■ Records shown ■
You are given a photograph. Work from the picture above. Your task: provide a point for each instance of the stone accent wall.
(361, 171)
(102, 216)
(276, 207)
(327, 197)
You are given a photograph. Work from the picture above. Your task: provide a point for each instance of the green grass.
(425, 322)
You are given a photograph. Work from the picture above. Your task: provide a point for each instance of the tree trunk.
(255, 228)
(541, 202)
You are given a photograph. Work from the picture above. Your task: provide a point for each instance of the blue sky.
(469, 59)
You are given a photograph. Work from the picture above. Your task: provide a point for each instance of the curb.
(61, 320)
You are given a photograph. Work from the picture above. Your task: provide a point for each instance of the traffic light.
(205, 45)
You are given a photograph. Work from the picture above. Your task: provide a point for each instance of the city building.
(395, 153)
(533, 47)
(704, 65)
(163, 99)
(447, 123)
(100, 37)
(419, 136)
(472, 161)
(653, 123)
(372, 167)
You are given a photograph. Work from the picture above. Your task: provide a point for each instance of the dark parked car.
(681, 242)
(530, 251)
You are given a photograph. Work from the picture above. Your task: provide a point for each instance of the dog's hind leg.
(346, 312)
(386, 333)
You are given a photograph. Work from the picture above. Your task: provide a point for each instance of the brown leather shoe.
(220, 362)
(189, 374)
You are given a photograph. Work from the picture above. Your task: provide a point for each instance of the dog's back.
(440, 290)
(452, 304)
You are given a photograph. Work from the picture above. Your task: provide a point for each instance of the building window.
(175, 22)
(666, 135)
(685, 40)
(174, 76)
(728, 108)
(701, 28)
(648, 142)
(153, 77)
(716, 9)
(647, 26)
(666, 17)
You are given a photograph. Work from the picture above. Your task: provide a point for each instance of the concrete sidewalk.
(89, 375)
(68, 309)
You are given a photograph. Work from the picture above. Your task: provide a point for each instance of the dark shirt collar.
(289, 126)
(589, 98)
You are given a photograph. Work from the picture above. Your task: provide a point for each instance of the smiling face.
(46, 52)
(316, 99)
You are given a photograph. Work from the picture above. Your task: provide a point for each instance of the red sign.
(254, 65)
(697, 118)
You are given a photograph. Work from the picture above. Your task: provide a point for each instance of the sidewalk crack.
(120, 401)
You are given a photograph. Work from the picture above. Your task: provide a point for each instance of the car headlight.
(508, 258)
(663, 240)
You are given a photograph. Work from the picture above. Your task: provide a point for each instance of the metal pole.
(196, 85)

■ Your goal ■
Put everything from the line containing "the metal pole." down to the end of the material into a Markdown table with columns headed Row and Line. Give each line its own numbered row and leave out blank lines.

■ Solution to the exercise ■
| Row | Line |
|---|---|
| 1 | You are given a photograph. Work from the picture above. Your task: provide a point for each instance of the metal pole. |
| 2 | (196, 85) |